Exercise prompt:
Reproduce the lines below, swapping each "mark a point for each instance" for "place one point on every instance" and changing nothing else.

(Items stored from a collection)
════

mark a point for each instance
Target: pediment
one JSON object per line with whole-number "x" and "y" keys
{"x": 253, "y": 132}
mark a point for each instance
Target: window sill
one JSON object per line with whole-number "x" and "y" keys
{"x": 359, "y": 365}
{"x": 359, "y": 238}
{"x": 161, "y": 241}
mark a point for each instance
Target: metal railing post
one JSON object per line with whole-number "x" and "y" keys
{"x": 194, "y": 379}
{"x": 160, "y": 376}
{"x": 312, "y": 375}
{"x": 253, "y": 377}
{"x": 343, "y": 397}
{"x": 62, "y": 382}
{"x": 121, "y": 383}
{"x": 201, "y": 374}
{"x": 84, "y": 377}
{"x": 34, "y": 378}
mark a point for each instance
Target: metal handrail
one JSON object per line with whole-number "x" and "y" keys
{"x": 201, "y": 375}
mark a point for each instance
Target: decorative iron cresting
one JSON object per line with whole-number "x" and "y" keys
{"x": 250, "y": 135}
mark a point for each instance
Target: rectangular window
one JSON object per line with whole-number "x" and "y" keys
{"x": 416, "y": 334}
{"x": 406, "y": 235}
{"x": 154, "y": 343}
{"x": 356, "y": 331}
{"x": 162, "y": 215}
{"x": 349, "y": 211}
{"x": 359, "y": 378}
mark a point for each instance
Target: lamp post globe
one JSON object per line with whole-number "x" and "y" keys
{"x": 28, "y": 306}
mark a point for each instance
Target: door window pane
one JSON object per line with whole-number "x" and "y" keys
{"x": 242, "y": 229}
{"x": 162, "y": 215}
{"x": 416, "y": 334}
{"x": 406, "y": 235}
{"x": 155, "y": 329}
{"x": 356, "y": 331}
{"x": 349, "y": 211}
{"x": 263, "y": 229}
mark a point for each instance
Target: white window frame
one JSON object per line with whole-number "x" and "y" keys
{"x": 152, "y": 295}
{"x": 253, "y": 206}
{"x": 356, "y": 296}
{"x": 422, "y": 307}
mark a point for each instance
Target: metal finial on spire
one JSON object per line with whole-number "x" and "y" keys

════

Task solution:
place one point on every instance
Target: pediment
one JSON object per line with whole-number "x" and "y" keys
{"x": 253, "y": 132}
place one point on every instance
Target: window sill
one JSON object per line with whole-number "x" and "y" keys
{"x": 359, "y": 365}
{"x": 359, "y": 238}
{"x": 161, "y": 241}
place one point on every instance
Target: metal railing post
one JSON object per line with whole-number "x" and "y" keys
{"x": 194, "y": 379}
{"x": 160, "y": 376}
{"x": 312, "y": 375}
{"x": 253, "y": 377}
{"x": 343, "y": 397}
{"x": 62, "y": 382}
{"x": 121, "y": 383}
{"x": 201, "y": 374}
{"x": 84, "y": 377}
{"x": 34, "y": 378}
place one point on every instance
Target: metal handrail
one JSON object per line with whole-number "x" and "y" keys
{"x": 201, "y": 375}
place one point on every instance
Target: decorative iron cresting
one JSON object per line with whole-number "x" and "y" keys
{"x": 250, "y": 135}
place one point on every instance
Target: rectangular window
one JSON object per line with whole-number "x" and "y" keys
{"x": 416, "y": 334}
{"x": 406, "y": 235}
{"x": 154, "y": 343}
{"x": 356, "y": 331}
{"x": 162, "y": 215}
{"x": 349, "y": 211}
{"x": 359, "y": 378}
place one point on every instance
Target: lamp post globe
one JSON object per line with whole-number "x" and "y" keys
{"x": 28, "y": 306}
place one point on every instance
Target: door window pane
one JSON object per line with whole-number "x" and "y" keys
{"x": 242, "y": 229}
{"x": 162, "y": 215}
{"x": 416, "y": 334}
{"x": 406, "y": 235}
{"x": 155, "y": 329}
{"x": 356, "y": 331}
{"x": 349, "y": 211}
{"x": 263, "y": 229}
place one point on every instance
Target: white window frame
one JSON object per line with whole-number "x" and "y" keys
{"x": 152, "y": 295}
{"x": 253, "y": 206}
{"x": 356, "y": 296}
{"x": 422, "y": 307}
place one point on every instance
Target: metal finial on spire
one JSON object per line with whole-number "x" and "y" keys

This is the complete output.